**Source text:**
# Be honest



## cesartriangle (Jun 23, 2018)

8 month old wgsl dog 87 pounds I will stack him tomorrow.









Sent from my SAMSUNG-SM-G935A using Tapatalk


----------



## cesartriangle (Jun 23, 2018)

Here he is at 7 no old.









Sent from my SAMSUNG-SM-G935A using Tapatalk


----------



## wolfy dog (Aug 1, 2012)

One time a breeder told me not to send 8 month pictures!


----------



## lhczth (Apr 5, 2000)

He has a nice masculine head and looks straight front the front. If you want a structural evaluation you need a photo of him stacked from the side. 



8 months isn't a good age either. Wait until he is closer to a year.


----------



## Jenny720 (Nov 21, 2014)

Very handsome!


----------



## Gregc (Aug 10, 2012)

I am honest, though I have no idea what you really want me to be honest about~


----------



## cesartriangle (Jun 23, 2018)

Gregc said:


> I am honest, though I have no idea what you really want me to be honest about~


What do you think about the dog?

**To-do list:**
1. In the dog forum thread, write out the passage from "## lhczth (Apr" to "from the side." again, switching "masculine" to "strong".
2. Name every different username that posts in the dog forum thread.
3. According to the dog forum thread, why does lhczth suggest waiting until the dog is closer to a year old?

**Provided information:**

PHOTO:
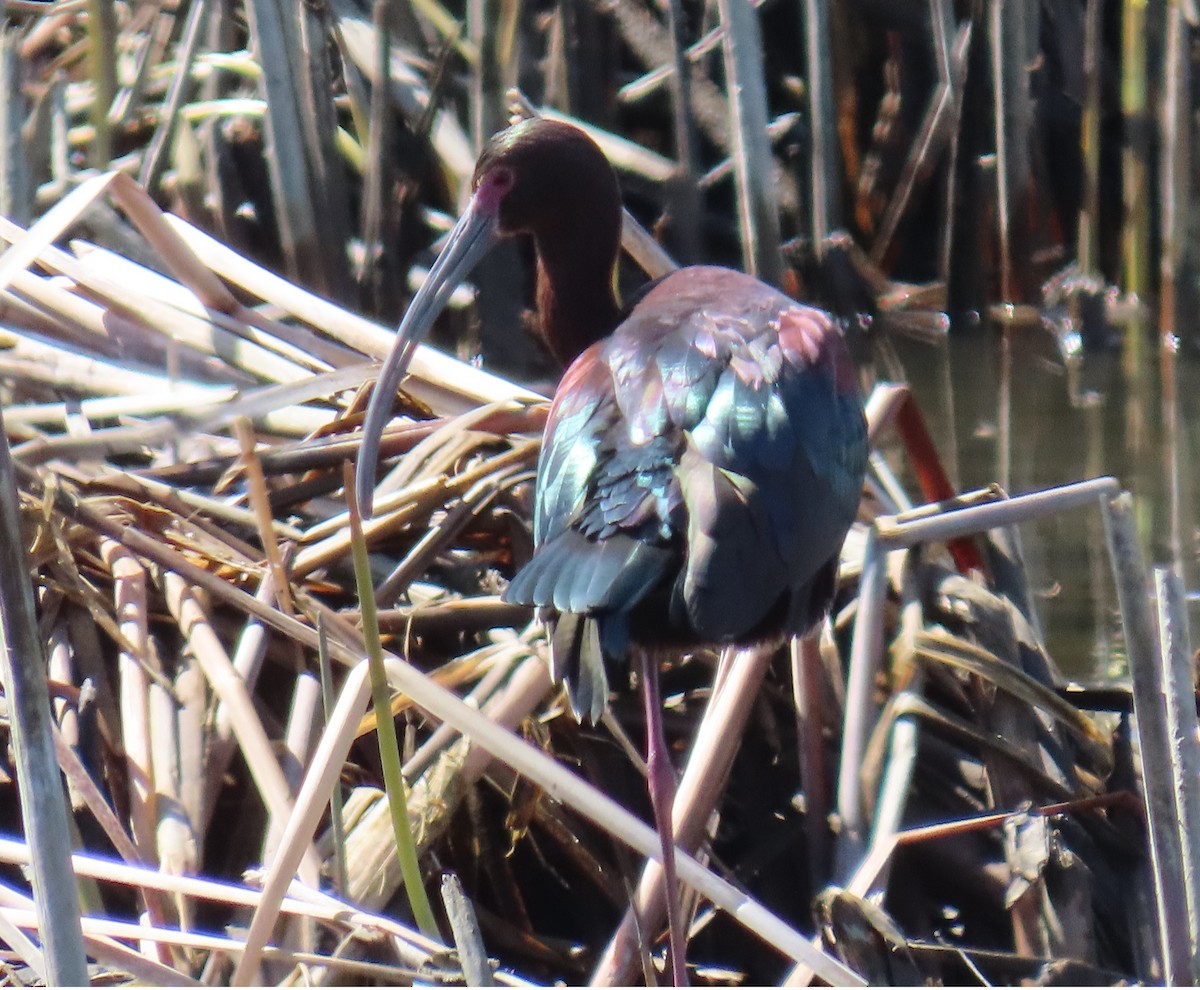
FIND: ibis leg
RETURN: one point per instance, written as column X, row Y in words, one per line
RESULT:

* * *

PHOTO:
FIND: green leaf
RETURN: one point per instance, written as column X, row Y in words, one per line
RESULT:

* * *

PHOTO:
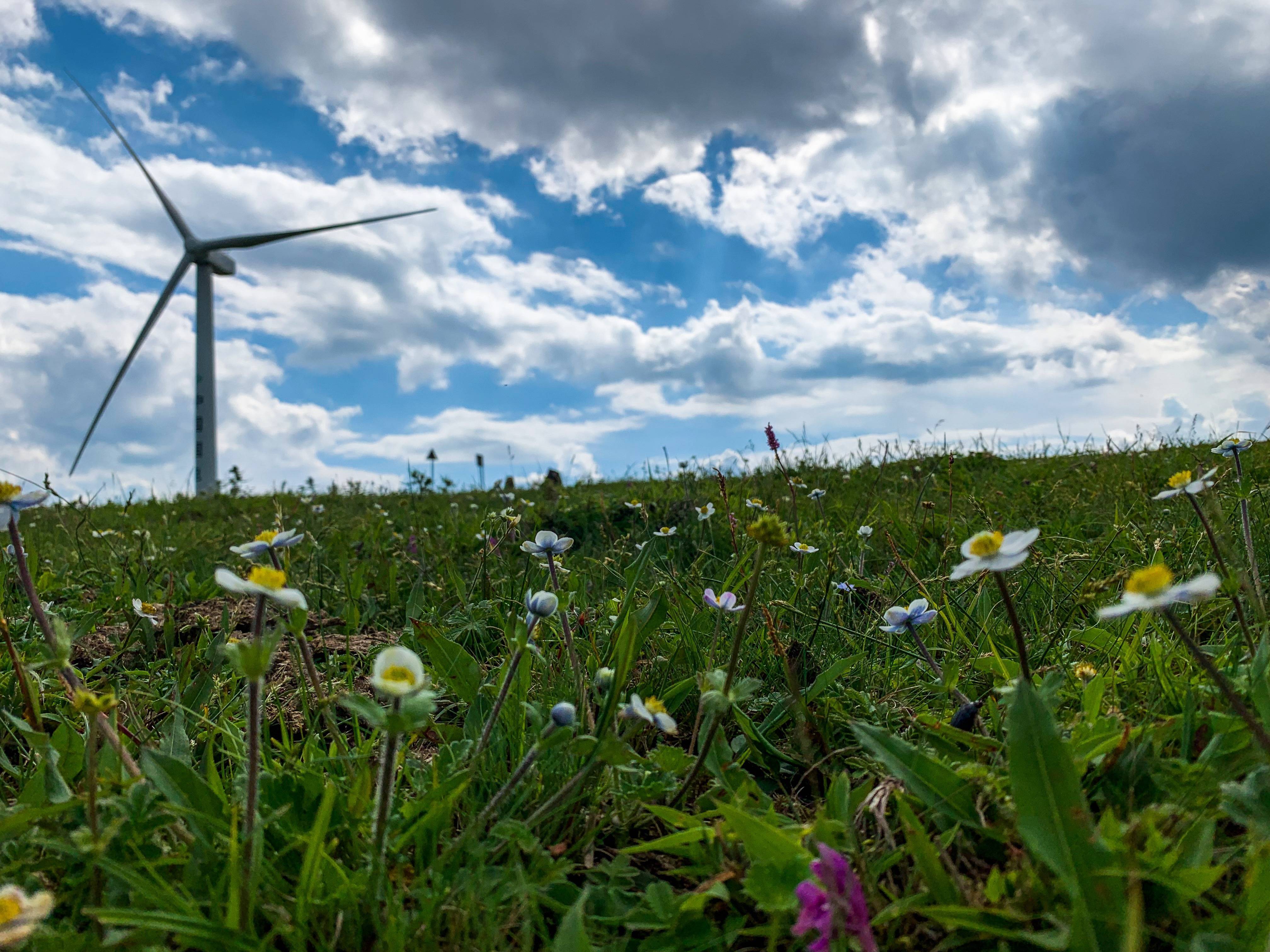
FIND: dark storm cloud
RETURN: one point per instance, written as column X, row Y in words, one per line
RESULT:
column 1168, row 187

**Results:**
1.
## lhczth (Apr 5, 2000)

He has a nice strong head and looks straight front the front. If you want a structural evaluation you need a photo of him stacked from the side.

2. cesartriangle, wolfy dog, lhczth, Jenny720, Gregc

3. lhczth says that 8 months isn't a good age either, so waiting until he is closer to a year is better.